GIVEN REQUEST:
Copy out, exactly as given, every line from the line with "of the raised" to the end of the listing, both of those lines included.

MATERIAL PROVIDED:
+--
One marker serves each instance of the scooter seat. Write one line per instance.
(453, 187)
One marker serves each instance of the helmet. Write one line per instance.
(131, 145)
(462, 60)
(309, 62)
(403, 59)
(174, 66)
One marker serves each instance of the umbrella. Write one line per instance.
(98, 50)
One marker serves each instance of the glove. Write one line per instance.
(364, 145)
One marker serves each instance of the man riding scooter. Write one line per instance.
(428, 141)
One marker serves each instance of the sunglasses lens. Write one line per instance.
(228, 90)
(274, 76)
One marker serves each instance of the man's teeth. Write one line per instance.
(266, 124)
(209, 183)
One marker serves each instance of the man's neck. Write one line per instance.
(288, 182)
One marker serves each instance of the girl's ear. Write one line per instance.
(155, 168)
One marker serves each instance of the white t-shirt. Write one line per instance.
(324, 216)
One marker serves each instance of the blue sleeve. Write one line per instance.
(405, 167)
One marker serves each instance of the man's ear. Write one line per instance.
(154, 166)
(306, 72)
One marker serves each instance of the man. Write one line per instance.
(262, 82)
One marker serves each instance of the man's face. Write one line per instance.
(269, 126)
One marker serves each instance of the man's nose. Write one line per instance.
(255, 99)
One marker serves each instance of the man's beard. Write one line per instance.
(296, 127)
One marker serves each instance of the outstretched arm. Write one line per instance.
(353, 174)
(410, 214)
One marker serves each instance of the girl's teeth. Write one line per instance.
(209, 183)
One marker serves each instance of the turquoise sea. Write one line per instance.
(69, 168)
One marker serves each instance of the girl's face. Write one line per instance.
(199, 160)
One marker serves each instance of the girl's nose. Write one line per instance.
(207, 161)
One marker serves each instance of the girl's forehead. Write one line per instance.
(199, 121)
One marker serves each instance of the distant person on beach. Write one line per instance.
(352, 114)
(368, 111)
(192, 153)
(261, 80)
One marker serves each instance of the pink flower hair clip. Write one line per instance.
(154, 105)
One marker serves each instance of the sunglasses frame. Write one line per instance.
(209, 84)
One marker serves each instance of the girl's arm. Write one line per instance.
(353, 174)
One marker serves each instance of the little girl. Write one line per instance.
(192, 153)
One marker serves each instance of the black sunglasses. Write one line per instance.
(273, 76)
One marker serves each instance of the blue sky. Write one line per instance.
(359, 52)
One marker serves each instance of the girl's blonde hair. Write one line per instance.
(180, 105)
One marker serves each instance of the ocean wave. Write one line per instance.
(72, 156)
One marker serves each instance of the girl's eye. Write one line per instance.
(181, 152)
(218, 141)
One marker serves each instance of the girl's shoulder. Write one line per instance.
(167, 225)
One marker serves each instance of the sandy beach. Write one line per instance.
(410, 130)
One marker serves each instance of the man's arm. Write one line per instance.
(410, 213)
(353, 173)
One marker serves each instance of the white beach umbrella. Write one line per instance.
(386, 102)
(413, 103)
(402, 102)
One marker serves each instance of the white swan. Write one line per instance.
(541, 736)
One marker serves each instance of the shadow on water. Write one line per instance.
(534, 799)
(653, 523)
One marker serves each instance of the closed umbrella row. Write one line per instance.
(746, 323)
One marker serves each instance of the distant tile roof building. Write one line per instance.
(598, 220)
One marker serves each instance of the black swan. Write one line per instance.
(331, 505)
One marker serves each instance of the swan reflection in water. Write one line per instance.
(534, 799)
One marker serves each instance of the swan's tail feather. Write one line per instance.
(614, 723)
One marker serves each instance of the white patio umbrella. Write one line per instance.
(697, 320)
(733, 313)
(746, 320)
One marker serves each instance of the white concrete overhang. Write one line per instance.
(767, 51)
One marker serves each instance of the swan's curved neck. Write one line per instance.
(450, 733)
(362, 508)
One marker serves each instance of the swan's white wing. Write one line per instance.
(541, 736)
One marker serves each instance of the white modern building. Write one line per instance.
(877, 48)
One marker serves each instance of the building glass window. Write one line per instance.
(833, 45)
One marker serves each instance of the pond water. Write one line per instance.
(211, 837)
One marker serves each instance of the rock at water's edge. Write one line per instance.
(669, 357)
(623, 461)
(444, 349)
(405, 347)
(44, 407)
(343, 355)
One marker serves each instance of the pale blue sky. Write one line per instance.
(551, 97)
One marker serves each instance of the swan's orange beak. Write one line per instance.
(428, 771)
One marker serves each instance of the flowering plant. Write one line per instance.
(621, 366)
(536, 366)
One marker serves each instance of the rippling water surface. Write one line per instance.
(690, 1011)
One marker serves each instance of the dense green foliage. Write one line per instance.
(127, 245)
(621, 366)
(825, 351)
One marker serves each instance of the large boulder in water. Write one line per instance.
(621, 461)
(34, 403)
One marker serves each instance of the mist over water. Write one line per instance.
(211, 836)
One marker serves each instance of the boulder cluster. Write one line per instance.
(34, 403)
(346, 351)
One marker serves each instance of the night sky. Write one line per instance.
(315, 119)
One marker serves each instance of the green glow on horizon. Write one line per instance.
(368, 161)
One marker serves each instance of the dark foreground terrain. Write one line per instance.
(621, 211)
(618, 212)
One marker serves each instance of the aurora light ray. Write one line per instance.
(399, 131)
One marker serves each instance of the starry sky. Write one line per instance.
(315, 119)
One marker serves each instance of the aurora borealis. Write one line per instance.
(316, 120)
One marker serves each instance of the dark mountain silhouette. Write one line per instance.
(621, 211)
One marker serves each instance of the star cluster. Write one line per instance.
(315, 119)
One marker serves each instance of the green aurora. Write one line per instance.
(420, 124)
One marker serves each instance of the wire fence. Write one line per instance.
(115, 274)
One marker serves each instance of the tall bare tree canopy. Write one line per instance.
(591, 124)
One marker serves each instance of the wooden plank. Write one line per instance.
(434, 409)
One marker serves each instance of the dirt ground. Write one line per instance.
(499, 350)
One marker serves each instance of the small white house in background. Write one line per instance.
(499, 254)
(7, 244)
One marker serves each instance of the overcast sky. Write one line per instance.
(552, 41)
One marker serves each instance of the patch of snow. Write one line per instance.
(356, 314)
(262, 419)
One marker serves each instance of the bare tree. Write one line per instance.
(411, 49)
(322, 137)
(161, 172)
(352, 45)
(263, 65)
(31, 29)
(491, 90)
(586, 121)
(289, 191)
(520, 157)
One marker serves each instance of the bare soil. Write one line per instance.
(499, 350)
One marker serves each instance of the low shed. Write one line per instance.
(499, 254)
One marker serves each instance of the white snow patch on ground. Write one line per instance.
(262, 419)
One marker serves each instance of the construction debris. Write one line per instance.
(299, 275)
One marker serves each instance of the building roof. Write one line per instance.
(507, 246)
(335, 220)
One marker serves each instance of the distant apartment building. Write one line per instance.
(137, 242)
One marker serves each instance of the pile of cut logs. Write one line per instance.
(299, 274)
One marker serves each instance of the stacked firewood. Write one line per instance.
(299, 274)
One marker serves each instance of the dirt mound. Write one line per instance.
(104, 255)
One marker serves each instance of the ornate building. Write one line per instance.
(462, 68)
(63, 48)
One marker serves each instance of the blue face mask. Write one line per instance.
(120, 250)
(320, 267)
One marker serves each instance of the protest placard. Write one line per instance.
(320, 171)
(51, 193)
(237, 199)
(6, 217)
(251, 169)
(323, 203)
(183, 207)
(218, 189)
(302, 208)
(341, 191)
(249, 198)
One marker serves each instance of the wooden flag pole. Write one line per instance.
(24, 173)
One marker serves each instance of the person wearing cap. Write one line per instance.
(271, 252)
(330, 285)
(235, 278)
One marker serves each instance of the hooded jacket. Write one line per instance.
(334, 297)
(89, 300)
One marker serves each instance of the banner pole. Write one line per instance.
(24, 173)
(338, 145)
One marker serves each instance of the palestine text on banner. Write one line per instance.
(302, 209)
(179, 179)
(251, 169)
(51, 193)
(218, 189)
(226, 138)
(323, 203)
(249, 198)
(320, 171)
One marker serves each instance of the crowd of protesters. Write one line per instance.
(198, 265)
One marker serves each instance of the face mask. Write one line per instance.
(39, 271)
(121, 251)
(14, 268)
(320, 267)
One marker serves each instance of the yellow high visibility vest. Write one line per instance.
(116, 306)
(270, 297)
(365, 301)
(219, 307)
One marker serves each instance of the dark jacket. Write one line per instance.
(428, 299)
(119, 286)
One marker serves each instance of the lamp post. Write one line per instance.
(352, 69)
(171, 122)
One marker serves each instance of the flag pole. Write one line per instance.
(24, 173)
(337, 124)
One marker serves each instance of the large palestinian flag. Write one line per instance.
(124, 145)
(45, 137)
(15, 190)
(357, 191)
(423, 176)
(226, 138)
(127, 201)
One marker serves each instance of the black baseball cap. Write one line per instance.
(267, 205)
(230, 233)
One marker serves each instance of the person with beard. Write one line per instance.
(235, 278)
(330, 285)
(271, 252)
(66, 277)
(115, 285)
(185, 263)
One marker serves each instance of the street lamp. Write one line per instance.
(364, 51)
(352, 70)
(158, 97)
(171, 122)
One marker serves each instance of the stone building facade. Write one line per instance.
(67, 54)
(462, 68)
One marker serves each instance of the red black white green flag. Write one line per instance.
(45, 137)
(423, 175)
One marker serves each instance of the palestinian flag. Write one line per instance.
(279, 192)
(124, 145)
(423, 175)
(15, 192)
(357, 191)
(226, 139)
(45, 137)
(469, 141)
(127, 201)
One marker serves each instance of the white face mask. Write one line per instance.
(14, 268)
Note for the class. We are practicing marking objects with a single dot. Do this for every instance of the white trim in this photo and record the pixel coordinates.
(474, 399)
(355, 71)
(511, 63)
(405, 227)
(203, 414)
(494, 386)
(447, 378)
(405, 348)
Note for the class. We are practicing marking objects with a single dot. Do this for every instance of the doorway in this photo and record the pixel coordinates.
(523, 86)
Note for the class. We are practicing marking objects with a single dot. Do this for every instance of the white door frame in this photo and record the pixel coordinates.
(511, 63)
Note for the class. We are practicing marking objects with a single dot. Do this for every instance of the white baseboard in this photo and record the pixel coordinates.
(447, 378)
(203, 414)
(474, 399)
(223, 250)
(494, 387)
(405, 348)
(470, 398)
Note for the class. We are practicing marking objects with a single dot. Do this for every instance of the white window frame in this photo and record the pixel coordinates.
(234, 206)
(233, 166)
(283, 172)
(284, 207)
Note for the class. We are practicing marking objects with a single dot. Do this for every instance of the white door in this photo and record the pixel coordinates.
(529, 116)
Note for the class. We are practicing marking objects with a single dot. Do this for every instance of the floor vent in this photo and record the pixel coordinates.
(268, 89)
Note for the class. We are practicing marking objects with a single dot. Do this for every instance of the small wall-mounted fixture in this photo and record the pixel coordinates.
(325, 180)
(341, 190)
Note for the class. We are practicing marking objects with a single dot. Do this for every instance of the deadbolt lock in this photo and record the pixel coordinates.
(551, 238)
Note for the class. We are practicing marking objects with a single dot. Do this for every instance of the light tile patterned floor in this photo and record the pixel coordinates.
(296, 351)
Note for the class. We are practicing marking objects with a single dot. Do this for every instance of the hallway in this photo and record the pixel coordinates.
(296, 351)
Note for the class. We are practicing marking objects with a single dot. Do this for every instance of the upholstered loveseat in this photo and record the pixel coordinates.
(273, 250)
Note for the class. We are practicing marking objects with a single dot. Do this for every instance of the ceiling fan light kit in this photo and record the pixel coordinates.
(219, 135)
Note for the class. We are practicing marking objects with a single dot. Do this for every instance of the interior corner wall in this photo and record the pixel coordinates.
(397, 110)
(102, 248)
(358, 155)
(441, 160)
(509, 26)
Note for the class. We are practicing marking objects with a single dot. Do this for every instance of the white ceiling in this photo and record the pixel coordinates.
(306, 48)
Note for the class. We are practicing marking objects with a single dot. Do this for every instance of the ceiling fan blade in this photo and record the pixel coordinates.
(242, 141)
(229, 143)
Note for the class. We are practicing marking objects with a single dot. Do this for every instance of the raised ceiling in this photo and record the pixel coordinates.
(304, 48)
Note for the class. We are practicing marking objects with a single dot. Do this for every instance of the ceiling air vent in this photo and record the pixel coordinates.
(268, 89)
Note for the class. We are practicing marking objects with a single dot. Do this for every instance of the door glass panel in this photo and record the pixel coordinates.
+--
RESULT OF THIS TASK:
Note for the class. We are practicing marking objects with a single dot. Do this for every instance of the raised ceiling in this photo and record the pixel coordinates.
(304, 48)
Note for the class. We are practicing marking objects with a single dot. Do this for every instance of the ceiling air vent in this photo and record the pixel coordinates.
(268, 89)
Note for the class. We are practicing marking objects with a single dot. Do this for every instance of the door glass panel in this photo and record the pixel coordinates.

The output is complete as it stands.